» What this task involves
The response must reproduce every record in full.

» Saved data entries
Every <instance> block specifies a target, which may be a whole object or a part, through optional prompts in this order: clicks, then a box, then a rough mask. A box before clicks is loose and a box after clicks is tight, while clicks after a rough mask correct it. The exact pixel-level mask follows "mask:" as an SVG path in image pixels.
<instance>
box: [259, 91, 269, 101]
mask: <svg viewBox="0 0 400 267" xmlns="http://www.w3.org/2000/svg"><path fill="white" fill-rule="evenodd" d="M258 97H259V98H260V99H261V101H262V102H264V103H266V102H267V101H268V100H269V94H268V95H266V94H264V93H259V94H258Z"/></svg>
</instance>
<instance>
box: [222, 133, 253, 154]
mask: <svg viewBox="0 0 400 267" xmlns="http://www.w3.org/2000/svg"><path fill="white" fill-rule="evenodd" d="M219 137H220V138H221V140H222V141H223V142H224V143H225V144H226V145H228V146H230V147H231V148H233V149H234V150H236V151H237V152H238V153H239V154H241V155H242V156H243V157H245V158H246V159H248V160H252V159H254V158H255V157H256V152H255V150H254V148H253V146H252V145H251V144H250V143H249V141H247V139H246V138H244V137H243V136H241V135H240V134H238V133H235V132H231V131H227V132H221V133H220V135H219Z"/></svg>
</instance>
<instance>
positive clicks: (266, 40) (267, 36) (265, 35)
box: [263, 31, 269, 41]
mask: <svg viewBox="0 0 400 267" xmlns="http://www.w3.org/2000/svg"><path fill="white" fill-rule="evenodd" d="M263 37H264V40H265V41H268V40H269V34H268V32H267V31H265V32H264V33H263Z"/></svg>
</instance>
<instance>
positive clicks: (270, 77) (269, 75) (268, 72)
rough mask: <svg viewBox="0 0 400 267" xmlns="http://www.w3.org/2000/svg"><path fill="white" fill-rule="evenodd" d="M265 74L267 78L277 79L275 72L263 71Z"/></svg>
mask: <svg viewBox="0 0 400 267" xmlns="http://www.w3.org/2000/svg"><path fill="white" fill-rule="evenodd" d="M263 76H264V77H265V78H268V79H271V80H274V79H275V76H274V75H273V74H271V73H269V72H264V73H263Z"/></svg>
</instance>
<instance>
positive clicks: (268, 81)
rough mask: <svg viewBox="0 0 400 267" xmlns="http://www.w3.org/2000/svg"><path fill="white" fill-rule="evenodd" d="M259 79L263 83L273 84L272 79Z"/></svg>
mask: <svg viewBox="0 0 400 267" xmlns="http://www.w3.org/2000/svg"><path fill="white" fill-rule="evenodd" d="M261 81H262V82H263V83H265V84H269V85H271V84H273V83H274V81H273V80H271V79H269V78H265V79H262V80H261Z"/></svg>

» Written reply
Every <instance> block specifies a target, which may be a whole object or a part, through optional prompts in this order: clicks, then a box, then a rough mask. A box before clicks is loose and a box after clicks is tight, while clicks after a rough mask correct it. The exact pixel-level mask follows "mask:" as an SVG path in image pixels.
<instance>
box: [259, 91, 269, 101]
mask: <svg viewBox="0 0 400 267" xmlns="http://www.w3.org/2000/svg"><path fill="white" fill-rule="evenodd" d="M258 97H259V98H260V99H261V101H262V102H264V103H266V102H267V101H268V100H269V94H268V95H266V94H264V93H259V94H258Z"/></svg>
</instance>
<instance>
box: [222, 133, 253, 154]
mask: <svg viewBox="0 0 400 267" xmlns="http://www.w3.org/2000/svg"><path fill="white" fill-rule="evenodd" d="M219 137H220V138H221V140H222V141H223V142H224V143H225V144H226V145H228V146H230V147H231V148H233V149H234V150H236V151H237V152H238V153H239V154H241V155H242V156H243V157H245V158H246V159H248V160H252V159H254V158H255V157H256V152H255V150H254V148H253V146H252V145H251V144H250V143H249V141H247V139H246V138H244V137H243V136H241V135H240V134H238V133H235V132H231V131H227V132H221V133H220V135H219Z"/></svg>
</instance>
<instance>
positive clicks: (266, 40) (267, 36) (265, 35)
box: [263, 31, 269, 41]
mask: <svg viewBox="0 0 400 267" xmlns="http://www.w3.org/2000/svg"><path fill="white" fill-rule="evenodd" d="M263 37H264V40H265V41H268V40H269V34H268V32H267V31H265V32H264V33H263Z"/></svg>
</instance>
<instance>
positive clicks: (270, 77) (269, 75) (268, 72)
rough mask: <svg viewBox="0 0 400 267" xmlns="http://www.w3.org/2000/svg"><path fill="white" fill-rule="evenodd" d="M265 74L267 78L277 79L275 72L263 71Z"/></svg>
mask: <svg viewBox="0 0 400 267" xmlns="http://www.w3.org/2000/svg"><path fill="white" fill-rule="evenodd" d="M263 76H264V77H265V78H268V79H271V80H274V79H275V76H274V75H273V74H271V73H269V72H264V73H263Z"/></svg>
</instance>
<instance>
positive clicks: (268, 81)
rough mask: <svg viewBox="0 0 400 267" xmlns="http://www.w3.org/2000/svg"><path fill="white" fill-rule="evenodd" d="M259 79L263 83L273 84L272 79Z"/></svg>
mask: <svg viewBox="0 0 400 267" xmlns="http://www.w3.org/2000/svg"><path fill="white" fill-rule="evenodd" d="M261 81H262V82H263V83H265V84H269V85H271V84H273V83H274V81H273V80H271V79H269V78H265V79H262V80H261Z"/></svg>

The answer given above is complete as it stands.